BEGIN Source text

Language Selection

English French German Italian Portuguese Spanish

Stx Linux 1.0 Final Look

Filed under
Linux
Reviews
-s

Stx Linux is a small lightweight operating system for the x86 arch. It is based on Slackware and slackware derivatives. One of the key features of Stx is it's ability to perform admirably on older hardware, and it's minimum requirements are a pentium 1 with 32 mb ram. Tuxmachines has covered some of the developmental releases, RC2 and RC3, but since final was released today, we felt it deserved yet another look.

The Stx site says, "STX Linux is a desktop Linux distribution especially targeted to older hardware. It also works quite well on new PC's." If you already have an older Stx install, Stibs has made some update patches available here. Today, we will report on a clean install as well as how the patch process went for us on our rc3 install.

END Source text

Things to do:
A. Edit everything from "English French German" down to "our rc3 install." in the Stx Linux review, changing "older hardware" to "legacy hardware".
B. Do these statements agree with the Stx Linux review? Answer yes or no for each, quoting the words that decide it. (i) Stx Linux is based on Slackware. (ii) Stx Linux needs at least 64 mb of ram. (iii) Stibs has made update patches available.
C. According to the Stx Linux review, which install did the reviewers apply the patch process to?
The data that follows comes from a separate source, unrelated to the Stx Linux review.

BEGIN Information provided

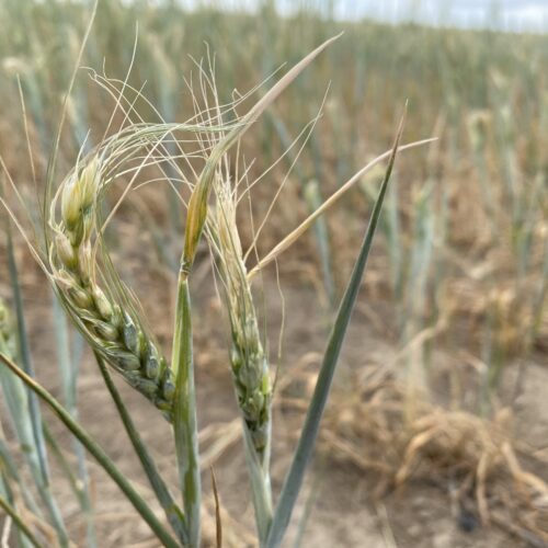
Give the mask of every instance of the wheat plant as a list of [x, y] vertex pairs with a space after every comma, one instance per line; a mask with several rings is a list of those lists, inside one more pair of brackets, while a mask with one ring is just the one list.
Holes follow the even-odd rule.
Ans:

END Information provided

Answers by task:
A.
English French German Italian Portuguese Spanish

Stx Linux 1.0 Final Look

Filed under
Linux
Reviews
-s

Stx Linux is a small lightweight operating system for the x86 arch. It is based on Slackware and slackware derivatives. One of the key features of Stx is it's ability to perform admirably on legacy hardware, and it's minimum requirements are a pentium 1 with 32 mb ram. Tuxmachines has covered some of the developmental releases, RC2 and RC3, but since final was released today, we felt it deserved yet another look.

The Stx site says, "STX Linux is a desktop Linux distribution especially targeted to legacy hardware. It also works quite well on new PC's." If you already have an older Stx install, Stibs has made some update patches available here. Today, we will report on a clean install as well as how the patch process went for us on our rc3 install.

B.
(i) Yes: "It is based on Slackware and slackware derivatives."
(ii) No: "it's minimum requirements are a pentium 1 with 32 mb ram"
(iii) Yes: "Stibs has made some update patches available here."

C. Their rc3 install.